▶ **WHAT THE TASK REQUIRES**: Gather and copy every line below that contains the string "fill". Matching is case-sensitive.
(EXTRACTED DATA Opens)
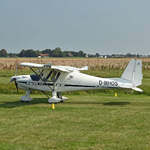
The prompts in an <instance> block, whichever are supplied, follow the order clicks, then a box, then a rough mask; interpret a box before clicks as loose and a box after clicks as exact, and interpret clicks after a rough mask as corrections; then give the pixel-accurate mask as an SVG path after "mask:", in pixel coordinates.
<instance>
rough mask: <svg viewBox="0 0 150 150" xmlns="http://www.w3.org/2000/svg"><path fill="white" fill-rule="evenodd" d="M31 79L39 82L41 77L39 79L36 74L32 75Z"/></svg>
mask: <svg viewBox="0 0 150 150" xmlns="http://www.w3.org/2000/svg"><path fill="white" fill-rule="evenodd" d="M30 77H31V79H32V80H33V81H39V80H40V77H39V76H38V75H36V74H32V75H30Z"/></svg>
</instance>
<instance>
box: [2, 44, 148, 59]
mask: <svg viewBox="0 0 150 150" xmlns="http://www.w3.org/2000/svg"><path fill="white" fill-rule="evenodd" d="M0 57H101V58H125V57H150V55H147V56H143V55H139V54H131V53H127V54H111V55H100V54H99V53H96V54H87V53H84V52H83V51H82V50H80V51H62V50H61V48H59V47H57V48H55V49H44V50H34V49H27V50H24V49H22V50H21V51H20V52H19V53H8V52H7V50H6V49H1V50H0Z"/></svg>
(EXTRACTED DATA Closes)
▶ **WRITTEN RESPONSE**:
rough mask: <svg viewBox="0 0 150 150" xmlns="http://www.w3.org/2000/svg"><path fill="white" fill-rule="evenodd" d="M31 79L39 82L41 77L39 79L36 74L32 75Z"/></svg>
mask: <svg viewBox="0 0 150 150" xmlns="http://www.w3.org/2000/svg"><path fill="white" fill-rule="evenodd" d="M30 77H31V79H32V80H33V81H39V80H40V77H39V76H38V75H36V74H32V75H30Z"/></svg>
mask: <svg viewBox="0 0 150 150" xmlns="http://www.w3.org/2000/svg"><path fill="white" fill-rule="evenodd" d="M0 57H101V58H125V57H150V55H147V56H143V55H139V54H131V53H127V54H111V55H100V54H99V53H96V54H87V53H84V52H83V51H82V50H80V51H62V50H61V48H59V47H57V48H55V49H44V50H34V49H27V50H24V49H22V50H21V51H20V52H19V53H8V52H7V50H6V49H1V50H0Z"/></svg>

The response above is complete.